WHAT THE TASK REQUIRES: In the supplement on the Twelve Imams, list every person described by a family tie to the Holy Prophet, along with that tie.

Supplement 1


The Ja`fariyyah Shi`ah believe that the Twelve Imams are as follows:

Imam `Ali ibn Abi-talib , the Holy Prophet’s cousin and son-in-law; i.e. the husband of Lady Fatimah al-Zahra', the Holy Prophet’s daughter.

Imam al-Hasan and Imam al-Husayn; sons of Imam `Ali and Lady Fatimah, and grandsons of the Holy Prophet.

Imam Zayn al-`abidin, `Ali ibn al-Husayn al-Sajjad.

Imam Muhammad ibn `Ali al-Baqir.

Imam Ja`far ibn Muhammad al-sadiq.

Imam Musa ibn Ja`far al-Kazim.

Imam `Ali ibn Musa al-Riza.

Imam Muhammad ibn `Ali al-Jawad al-Taqi.

Imam `Ali ibn Muhammad al-Hadi al-Naqi.

Imam al-Hasan ibn `Ali al-`Askari.

Imam Muhammad ibn al-Hasan al-Mahdi, the Awaited Savior.

ROWS:

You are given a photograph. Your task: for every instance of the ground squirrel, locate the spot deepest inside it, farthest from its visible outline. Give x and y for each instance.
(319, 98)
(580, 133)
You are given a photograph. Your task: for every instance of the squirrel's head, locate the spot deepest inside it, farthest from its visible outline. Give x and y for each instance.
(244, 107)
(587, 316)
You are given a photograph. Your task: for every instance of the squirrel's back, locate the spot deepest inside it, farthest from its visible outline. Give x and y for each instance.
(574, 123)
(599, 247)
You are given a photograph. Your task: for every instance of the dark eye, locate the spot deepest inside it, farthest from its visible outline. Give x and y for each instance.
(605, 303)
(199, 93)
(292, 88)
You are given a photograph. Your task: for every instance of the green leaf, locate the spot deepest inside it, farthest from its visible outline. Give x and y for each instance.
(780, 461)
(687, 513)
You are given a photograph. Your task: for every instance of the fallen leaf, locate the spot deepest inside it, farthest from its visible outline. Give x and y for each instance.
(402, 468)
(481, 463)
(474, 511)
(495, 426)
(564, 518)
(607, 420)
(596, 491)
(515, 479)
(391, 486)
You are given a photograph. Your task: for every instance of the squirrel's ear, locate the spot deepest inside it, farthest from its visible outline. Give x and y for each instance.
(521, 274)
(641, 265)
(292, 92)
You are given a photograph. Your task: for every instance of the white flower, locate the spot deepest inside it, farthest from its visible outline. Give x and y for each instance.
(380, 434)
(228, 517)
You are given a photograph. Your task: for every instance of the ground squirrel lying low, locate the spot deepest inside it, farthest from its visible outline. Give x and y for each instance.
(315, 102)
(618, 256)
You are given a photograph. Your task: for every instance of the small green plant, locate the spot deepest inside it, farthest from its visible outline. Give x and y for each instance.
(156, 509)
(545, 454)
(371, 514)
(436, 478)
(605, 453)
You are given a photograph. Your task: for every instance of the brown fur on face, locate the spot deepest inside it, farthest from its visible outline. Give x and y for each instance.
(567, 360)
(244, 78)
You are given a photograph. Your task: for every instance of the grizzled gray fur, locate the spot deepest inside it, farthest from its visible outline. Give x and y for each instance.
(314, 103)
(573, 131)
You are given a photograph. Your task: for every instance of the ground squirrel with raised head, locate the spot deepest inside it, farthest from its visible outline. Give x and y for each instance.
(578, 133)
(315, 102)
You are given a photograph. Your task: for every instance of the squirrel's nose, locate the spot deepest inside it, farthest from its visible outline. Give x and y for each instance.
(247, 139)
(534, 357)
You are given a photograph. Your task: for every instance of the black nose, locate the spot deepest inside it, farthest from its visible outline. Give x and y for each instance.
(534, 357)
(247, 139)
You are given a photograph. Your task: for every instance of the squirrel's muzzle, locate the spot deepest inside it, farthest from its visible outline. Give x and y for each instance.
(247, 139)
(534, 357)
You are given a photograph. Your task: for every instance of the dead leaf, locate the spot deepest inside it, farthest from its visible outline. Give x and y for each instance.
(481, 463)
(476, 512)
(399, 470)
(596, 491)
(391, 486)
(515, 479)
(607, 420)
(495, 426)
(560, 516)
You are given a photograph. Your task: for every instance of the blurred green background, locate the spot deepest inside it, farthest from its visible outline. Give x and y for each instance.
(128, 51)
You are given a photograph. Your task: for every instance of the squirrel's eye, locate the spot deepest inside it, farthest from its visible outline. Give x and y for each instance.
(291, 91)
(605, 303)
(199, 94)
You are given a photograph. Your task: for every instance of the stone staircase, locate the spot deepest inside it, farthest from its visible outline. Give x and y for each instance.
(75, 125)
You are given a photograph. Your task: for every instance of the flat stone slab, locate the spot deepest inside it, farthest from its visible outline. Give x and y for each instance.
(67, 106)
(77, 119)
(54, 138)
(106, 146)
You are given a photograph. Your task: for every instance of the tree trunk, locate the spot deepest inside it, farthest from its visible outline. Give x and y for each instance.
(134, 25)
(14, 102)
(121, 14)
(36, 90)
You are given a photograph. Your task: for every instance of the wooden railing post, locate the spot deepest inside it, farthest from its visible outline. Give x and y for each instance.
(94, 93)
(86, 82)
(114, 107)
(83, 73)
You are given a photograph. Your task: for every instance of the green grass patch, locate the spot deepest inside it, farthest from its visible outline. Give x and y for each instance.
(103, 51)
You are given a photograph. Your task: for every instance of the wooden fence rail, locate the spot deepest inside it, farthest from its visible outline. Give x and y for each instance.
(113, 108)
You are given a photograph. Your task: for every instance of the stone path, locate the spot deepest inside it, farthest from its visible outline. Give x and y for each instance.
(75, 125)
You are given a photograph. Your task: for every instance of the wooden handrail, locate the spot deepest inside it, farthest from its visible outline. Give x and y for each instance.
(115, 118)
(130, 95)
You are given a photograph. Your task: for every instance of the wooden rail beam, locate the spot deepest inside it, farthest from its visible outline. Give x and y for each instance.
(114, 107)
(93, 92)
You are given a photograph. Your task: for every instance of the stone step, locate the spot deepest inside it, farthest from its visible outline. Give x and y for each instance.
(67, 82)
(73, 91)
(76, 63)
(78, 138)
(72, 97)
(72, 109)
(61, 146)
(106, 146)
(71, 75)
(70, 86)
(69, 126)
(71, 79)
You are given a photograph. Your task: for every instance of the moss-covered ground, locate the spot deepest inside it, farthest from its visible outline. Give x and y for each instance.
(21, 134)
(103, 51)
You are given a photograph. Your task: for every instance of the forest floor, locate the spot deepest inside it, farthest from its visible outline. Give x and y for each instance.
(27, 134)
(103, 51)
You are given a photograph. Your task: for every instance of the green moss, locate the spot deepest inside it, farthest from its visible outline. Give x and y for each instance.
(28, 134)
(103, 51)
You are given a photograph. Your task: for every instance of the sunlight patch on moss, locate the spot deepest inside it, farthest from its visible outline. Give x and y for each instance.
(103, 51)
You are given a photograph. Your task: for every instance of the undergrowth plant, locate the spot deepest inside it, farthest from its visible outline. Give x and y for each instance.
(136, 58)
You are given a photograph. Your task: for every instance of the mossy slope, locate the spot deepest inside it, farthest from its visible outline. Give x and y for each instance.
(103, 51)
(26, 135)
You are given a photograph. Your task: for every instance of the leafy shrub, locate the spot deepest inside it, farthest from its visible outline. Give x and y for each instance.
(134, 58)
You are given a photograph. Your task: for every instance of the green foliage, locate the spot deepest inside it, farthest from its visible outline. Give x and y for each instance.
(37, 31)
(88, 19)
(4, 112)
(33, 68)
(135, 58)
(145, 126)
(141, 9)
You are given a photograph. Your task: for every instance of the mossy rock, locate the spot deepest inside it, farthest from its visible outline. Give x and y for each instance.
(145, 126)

FINAL ANSWER:
- Imam `Ali ibn Abi-talib: the Holy Prophet's cousin and son-in-law
- Lady Fatimah al-Zahra': the Holy Prophet's daughter
- Imam al-Hasan: the Holy Prophet's grandson
- Imam al-Husayn: the Holy Prophet's grandson